The entries below contain pictures. Retype everything except those pictures, exactly as given.
** START RECORDS FOR PROCESSING **
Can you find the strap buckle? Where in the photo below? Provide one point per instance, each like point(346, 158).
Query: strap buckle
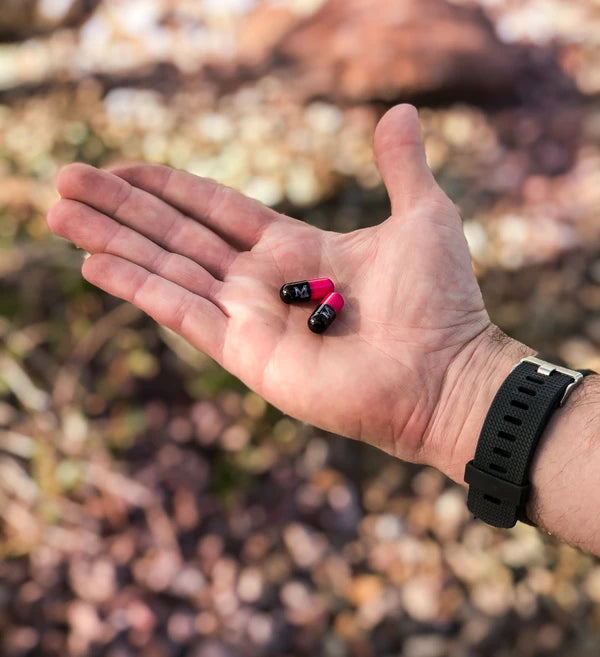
point(545, 368)
point(493, 486)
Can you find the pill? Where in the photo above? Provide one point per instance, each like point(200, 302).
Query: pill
point(324, 314)
point(317, 288)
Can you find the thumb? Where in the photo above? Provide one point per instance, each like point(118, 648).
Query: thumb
point(401, 158)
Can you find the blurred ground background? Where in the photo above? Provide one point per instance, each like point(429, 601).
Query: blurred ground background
point(151, 505)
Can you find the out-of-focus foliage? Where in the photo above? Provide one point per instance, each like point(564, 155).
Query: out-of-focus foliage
point(152, 505)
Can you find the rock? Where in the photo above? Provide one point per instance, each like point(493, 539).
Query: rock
point(375, 49)
point(20, 19)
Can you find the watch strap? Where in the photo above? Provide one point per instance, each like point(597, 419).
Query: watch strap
point(498, 474)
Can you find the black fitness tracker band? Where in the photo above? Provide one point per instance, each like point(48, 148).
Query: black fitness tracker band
point(498, 475)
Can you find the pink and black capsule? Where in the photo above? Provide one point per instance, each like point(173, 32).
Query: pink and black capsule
point(324, 315)
point(317, 288)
** END RECORDS FOR PROCESSING **
* CORRECT OUTPUT:
Can you find the strap buckle? Where in the photo below? Provide one point per instance, each like point(346, 158).
Query: strap buckle
point(545, 368)
point(493, 486)
Can you find the pill? Where in the photo above? Provide one point per instance, each like point(200, 302).
Query: pill
point(324, 314)
point(317, 288)
Can you find the thumb? Where in the photo above? Provide one point per instance, each like point(118, 648).
Query: thumb
point(401, 158)
Can you find the blurred ground background? Where in the photo above? Provide one point per instance, each like point(429, 601).
Query: blurred ground background
point(151, 505)
Can you find the out-of-focus foliage? Where in the photo above? Provide one point per instance, each like point(564, 155).
Query: out-of-focus foliage
point(152, 505)
Can you find the rock? Where in the photo above? Provide one point per instance, each like point(493, 539).
Query: rock
point(375, 49)
point(20, 19)
Can you find the watch strap? Where in the photo above? Provide one point per instance, each like point(597, 419).
Query: watch strap
point(498, 474)
Can you find the black fitness tracker band? Where in the photo above? Provide one point per instance, each like point(48, 148).
Query: black fitness tracker band
point(498, 475)
Can you find the pink and black capsule? Where in the photo above? Provide one point per instance, each like point(173, 32).
Query: pink and black capsule
point(324, 315)
point(317, 288)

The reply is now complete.